─── EXTRACTED ENTRIES
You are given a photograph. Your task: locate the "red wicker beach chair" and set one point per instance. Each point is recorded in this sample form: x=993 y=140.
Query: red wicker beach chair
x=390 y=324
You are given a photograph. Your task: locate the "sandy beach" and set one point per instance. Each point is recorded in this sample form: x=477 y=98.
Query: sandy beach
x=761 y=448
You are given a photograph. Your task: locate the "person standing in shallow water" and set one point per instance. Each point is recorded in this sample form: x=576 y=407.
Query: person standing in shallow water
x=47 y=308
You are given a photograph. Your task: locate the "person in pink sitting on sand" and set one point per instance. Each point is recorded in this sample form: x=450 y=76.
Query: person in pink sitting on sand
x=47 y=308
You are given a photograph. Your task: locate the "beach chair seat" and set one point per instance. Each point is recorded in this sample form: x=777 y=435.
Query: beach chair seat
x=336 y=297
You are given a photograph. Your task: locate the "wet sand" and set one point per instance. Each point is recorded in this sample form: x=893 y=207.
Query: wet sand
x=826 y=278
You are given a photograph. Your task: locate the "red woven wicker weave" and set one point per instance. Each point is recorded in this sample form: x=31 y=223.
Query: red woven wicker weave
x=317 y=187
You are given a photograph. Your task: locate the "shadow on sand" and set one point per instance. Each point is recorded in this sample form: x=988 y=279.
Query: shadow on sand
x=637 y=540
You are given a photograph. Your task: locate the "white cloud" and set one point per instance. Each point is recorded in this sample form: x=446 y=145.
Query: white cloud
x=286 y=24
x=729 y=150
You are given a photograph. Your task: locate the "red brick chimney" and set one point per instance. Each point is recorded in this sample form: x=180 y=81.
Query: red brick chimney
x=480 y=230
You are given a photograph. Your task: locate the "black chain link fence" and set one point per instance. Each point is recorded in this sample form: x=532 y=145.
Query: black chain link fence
──────
» WHAT THE TASK ASKS:
Repeat the material above in full, keeping every word.

» FINAL ANSWER:
You are given a photograph. Your task: locate the "red wicker beach chair" and set one point per instance. Each point is recorded in this sample form: x=993 y=140.
Query: red wicker beach chair
x=390 y=324
You are given a photograph. Your task: locate the "sandy beach" and set one point per instance. Each point is recorded in this sample form: x=477 y=98.
Query: sandy beach
x=761 y=448
You are given a photograph. Your task: locate the "person standing in shallow water" and set one point per instance. Each point is recorded in this sample form: x=576 y=407.
Query: person standing in shallow water
x=47 y=308
You are given a photograph. Your task: locate the "person in pink sitting on sand" and set one point per instance. Each point is recorded in this sample form: x=450 y=76.
Query: person in pink sitting on sand
x=47 y=308
You are given a photograph. Your task: locate the "beach chair seat" and set one point per instance. Each point is recorded in this sample form: x=777 y=435.
Query: beach chair seat
x=336 y=297
You are given a photograph. Your task: locate the "wet sand" and set one point per instance. Each point is recorded in this sample form: x=893 y=207.
Query: wet sand
x=826 y=278
You are given a photograph. Your task: locate the "red woven wicker weave" and set one point per instance. Each point is recorded in this sample form: x=31 y=223.
Query: red woven wicker weave
x=317 y=187
You are given a photograph. Your task: locate the "shadow on sand" and set one point per instance. Each point is recorded in this sample form: x=988 y=279.
Query: shadow on sand
x=637 y=540
You are given a photograph. Your task: locate the "white cloud" and set one point per instance. Each point is recorded in this sample form: x=446 y=145.
Query: white cloud
x=286 y=24
x=729 y=150
You are given a photograph. Your task: locate the "red brick chimney" and set one point per instance. Each point is recorded in this sample form: x=180 y=81.
Query: red brick chimney
x=480 y=230
You are given a photograph. Your task: locate the "black chain link fence" and set one point per instance. Each point is recorded in this sample form: x=532 y=145.
Query: black chain link fence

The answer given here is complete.